§ Task instructions
Copy out each line below exactly as written.

(Extracted records)
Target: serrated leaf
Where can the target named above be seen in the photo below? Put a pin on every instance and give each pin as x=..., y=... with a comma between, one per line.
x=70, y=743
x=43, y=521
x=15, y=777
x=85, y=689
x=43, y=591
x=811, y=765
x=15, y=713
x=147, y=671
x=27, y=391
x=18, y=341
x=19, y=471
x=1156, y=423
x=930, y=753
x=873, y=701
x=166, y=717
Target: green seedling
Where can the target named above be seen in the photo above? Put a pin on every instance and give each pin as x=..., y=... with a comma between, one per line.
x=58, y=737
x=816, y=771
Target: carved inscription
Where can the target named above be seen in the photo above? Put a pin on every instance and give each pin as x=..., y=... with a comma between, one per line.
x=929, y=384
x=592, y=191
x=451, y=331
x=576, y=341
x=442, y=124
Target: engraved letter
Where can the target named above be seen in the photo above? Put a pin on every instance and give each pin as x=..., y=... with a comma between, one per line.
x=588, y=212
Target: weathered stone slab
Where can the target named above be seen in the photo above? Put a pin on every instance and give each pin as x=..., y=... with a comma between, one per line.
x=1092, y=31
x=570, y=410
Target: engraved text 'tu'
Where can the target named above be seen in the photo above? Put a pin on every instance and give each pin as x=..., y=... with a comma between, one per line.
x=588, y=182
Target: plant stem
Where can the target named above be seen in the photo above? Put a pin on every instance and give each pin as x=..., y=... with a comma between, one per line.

§ Task response
Target: serrated leaf
Where can the target named above be seen in the photo below? Put a pin on every instance and give each pin as x=..., y=... with a comma between, one per line.
x=70, y=743
x=43, y=521
x=15, y=777
x=85, y=689
x=43, y=591
x=811, y=765
x=15, y=713
x=147, y=671
x=27, y=391
x=18, y=341
x=19, y=471
x=1156, y=423
x=930, y=753
x=873, y=701
x=166, y=717
Target: green seedling
Where can the target named above be seen in the photo above? Put a pin on every instance and give each pin as x=..., y=... with a comma between, one per line.
x=58, y=737
x=816, y=771
Target: carved inscription
Where can the target named above be seen in the photo above? Put a pin on every instance and give each pin as x=..., y=... with a comma between, one per line.
x=929, y=384
x=592, y=191
x=451, y=331
x=576, y=341
x=442, y=124
Target: engraved letter
Where can the target named above be seen in the photo above? Put a pin on every instance and give each pin as x=..., y=... with a comma between, one per line.
x=588, y=212
Target: weathered stone slab
Where can the target named above be seen in the photo above? Put a pin on every instance and give each pin as x=..., y=... with a comma between, one per line.
x=1092, y=31
x=570, y=410
Target: engraved text 'tu'
Where can the target named above be seen in the photo above? Put a pin on every instance and give each pin as x=..., y=... with a comma between, one per line.
x=588, y=182
Target: plant stem
Where can the target named above be seen in the photo above? Put a pin on every instance and give each pin as x=..., y=... with a comma between, one per line.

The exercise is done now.